■ TEXTO EXTRAÍDO ■
┌──

Fue inédito: mientras el presidente Donald Trump daba un mensaje, las cadenas de televisión Univisión, ABC, CBS, NBC, MSNBC y PBS cortaron la transmisión al considerar que el mandatario acusaba a sus oponentes demócratas de fraude electoral sin fundamento, usando, eso sí, una arma letal que tienen los demagogos: el verbo, el poder de su dicho. CNN y Fox continuaron la transmisión alertando sobre la falta de evidencias en las acusaciones de Trump.

Somos seres narrativos. La especie humana sobrevive, entre otras cosas, porque puede contar historias. Sin ellas no podríamos dar significado al mundo, seríamos vulnerables. Alguna vez, a su modo, alguien advirtió a un vecino de cueva que más allá de las montañas había bestias que tragaban humanos. Otro narró, alrededor del fuego tribal, que vio que en el mar habita un pez enorme cuyos dientes destrozan balsas y huesos. Los oyentes de aquellos antepasados tuyos y míos no sólo escuchaban, aprendían. Nos interesa lo que les sucede a los demás para saber cómo cuidarnos. Biológicamente nuestro cerebro procesa historias en impulsos, nuestro cuerpo las siente y las externa, a veces con lágrimas, sudor, aceleración del pulso, endorfinas y más. Esta es la razón por la que nos gustan las películas, las novelas y los rumores.

└──

■ OBJETIVO A ■
Duplique íntegramente el texto extraído, sin alterar una sola palabra ni signo.
El texto extraído y los registros son independientes entre sí.

■ DATOS DE LA TAREA ■
┌──

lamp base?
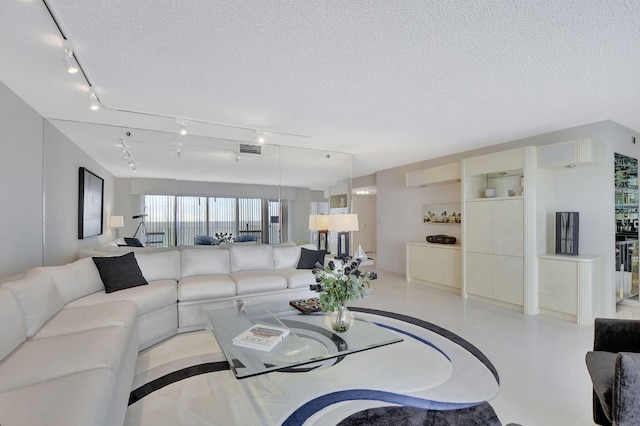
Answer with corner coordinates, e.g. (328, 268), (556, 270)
(336, 232), (350, 259)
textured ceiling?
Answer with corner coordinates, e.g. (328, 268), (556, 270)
(0, 0), (640, 181)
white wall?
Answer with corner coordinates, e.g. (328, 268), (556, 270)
(0, 83), (43, 278)
(44, 120), (115, 265)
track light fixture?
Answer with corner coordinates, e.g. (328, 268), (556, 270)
(176, 117), (188, 136)
(62, 40), (80, 74)
(253, 130), (266, 144)
(89, 86), (100, 111)
(120, 139), (138, 173)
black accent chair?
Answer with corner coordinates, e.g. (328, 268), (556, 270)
(585, 318), (640, 426)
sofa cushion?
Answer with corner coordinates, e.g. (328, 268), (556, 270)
(297, 247), (327, 269)
(0, 327), (133, 392)
(0, 368), (117, 426)
(586, 351), (617, 419)
(67, 280), (178, 316)
(92, 253), (148, 293)
(178, 275), (236, 302)
(136, 250), (180, 281)
(180, 249), (231, 278)
(229, 244), (273, 272)
(0, 284), (26, 360)
(47, 258), (104, 303)
(231, 271), (287, 295)
(273, 246), (301, 270)
(3, 267), (64, 337)
(278, 268), (316, 288)
(33, 300), (137, 339)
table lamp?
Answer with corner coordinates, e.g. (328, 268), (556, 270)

└──

■ OBJETIVO B ■
Transcriba de los registros, sin cambio alguno, todo lo que va desde la línea que contiene "black accent chair?" hasta la línea que contiene "(585, 318), (640, 426)", ambas incluidas.

■ RESPUESTA ESPERADA A ■
Fue inédito: mientras el presidente Donald Trump daba un mensaje, las cadenas de televisión Univisión, ABC, CBS, NBC, MSNBC y PBS cortaron la transmisión al considerar que el mandatario acusaba a sus oponentes demócratas de fraude electoral sin fundamento, usando, eso sí, una arma letal que tienen los demagogos: el verbo, el poder de su dicho. CNN y Fox continuaron la transmisión alertando sobre la falta de evidencias en las acusaciones de Trump.

Somos seres narrativos. La especie humana sobrevive, entre otras cosas, porque puede contar historias. Sin ellas no podríamos dar significado al mundo, seríamos vulnerables. Alguna vez, a su modo, alguien advirtió a un vecino de cueva que más allá de las montañas había bestias que tragaban humanos. Otro narró, alrededor del fuego tribal, que vio que en el mar habita un pez enorme cuyos dientes destrozan balsas y huesos. Los oyentes de aquellos antepasados tuyos y míos no sólo escuchaban, aprendían. Nos interesa lo que les sucede a los demás para saber cómo cuidarnos. Biológicamente nuestro cerebro procesa historias en impulsos, nuestro cuerpo las siente y las externa, a veces con lágrimas, sudor, aceleración del pulso, endorfinas y más. Esta es la razón por la que nos gustan las películas, las novelas y los rumores.

■ RESPUESTA ESPERADA B ■
black accent chair?
Answer with corner coordinates, e.g. (328, 268), (556, 270)
(585, 318), (640, 426)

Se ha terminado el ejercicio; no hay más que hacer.